[[ The records open ]]
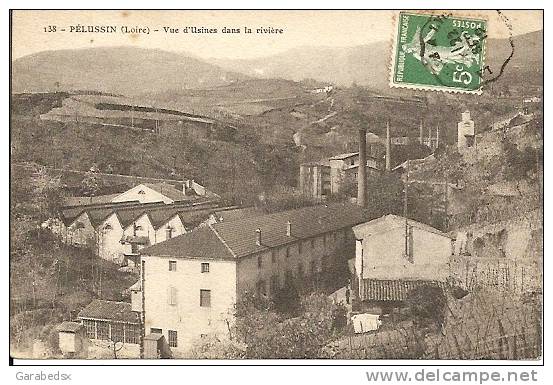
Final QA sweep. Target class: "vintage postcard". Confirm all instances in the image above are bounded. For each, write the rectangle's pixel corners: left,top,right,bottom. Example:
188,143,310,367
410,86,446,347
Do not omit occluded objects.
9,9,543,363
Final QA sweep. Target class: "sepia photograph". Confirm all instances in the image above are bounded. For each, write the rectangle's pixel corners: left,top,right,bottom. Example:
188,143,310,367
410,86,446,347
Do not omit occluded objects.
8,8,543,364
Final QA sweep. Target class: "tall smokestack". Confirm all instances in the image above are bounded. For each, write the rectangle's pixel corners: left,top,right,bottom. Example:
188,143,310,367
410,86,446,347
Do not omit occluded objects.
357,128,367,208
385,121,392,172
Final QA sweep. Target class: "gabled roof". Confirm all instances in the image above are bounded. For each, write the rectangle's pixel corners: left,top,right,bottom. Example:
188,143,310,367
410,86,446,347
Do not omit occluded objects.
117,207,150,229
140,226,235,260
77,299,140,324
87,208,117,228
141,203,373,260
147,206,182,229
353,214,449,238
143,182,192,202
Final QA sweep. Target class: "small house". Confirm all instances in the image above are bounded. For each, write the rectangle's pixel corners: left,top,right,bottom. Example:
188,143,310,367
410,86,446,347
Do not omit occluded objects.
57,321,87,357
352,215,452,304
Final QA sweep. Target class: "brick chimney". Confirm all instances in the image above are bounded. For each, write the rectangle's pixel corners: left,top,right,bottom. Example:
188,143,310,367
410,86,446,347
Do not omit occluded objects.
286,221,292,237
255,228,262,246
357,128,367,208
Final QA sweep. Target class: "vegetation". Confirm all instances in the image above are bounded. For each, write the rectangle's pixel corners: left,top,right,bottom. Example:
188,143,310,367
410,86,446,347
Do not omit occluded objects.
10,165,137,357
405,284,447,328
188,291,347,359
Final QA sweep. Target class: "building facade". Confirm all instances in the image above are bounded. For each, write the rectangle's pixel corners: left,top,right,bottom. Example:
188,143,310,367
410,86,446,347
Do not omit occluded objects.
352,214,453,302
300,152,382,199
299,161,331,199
[[ The records closed ]]
[[ The records open ]]
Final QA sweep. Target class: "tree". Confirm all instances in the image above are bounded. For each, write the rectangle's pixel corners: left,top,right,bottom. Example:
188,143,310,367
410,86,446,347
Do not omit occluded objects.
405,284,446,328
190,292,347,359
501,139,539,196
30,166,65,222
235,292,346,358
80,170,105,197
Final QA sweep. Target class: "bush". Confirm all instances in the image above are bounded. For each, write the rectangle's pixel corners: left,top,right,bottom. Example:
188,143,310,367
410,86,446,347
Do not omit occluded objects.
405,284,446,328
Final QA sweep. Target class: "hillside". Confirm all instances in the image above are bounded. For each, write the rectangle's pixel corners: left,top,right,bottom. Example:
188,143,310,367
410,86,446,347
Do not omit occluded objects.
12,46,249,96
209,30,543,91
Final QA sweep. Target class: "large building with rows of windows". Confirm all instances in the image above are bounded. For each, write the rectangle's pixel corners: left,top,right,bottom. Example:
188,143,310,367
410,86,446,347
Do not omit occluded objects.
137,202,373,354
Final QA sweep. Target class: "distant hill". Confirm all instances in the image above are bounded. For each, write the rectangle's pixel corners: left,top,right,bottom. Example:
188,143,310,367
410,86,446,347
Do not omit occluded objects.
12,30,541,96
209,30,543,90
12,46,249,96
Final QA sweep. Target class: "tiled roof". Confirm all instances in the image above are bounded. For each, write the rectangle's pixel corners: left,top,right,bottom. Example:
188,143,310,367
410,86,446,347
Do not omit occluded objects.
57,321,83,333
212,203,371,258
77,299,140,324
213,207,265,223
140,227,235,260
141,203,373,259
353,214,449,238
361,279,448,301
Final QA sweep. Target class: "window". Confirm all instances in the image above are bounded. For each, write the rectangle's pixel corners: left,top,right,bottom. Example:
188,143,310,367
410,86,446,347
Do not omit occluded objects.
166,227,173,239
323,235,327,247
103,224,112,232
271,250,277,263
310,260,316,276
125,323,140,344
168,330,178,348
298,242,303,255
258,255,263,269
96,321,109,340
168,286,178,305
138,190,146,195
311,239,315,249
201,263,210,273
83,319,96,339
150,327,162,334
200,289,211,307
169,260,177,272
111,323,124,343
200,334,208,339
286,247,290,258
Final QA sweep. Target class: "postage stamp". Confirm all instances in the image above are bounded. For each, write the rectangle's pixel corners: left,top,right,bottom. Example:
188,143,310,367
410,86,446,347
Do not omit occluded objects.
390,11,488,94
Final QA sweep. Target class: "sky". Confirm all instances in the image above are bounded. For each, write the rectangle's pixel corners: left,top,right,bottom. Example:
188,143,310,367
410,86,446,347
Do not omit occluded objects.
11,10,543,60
[[ The records closed ]]
[[ The records open ]]
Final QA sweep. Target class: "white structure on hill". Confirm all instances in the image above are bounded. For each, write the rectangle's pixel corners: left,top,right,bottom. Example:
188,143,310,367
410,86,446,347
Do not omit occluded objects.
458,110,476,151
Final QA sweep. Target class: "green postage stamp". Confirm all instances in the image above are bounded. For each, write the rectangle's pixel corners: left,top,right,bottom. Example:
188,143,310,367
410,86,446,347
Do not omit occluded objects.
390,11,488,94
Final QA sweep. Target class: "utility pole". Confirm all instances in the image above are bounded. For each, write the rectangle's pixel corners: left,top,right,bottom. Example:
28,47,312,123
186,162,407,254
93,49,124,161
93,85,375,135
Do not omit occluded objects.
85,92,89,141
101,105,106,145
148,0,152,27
[[ The records closed ]]
◆ Problem:
Where a line of the data includes the string "postage", list that line.

◆ Output for this task:
Final QA sweep. Target class: "postage stamp". Confirm all instances in the image above are bounded. For each, write the rectangle's pixel corners: left,top,right,bottom. Example:
Final QA sweep. Target class: "green postage stamp". Confirm all instances in the image above are bounded. For each, write the rectangle's pixel corners: left,top,right,bottom. Example:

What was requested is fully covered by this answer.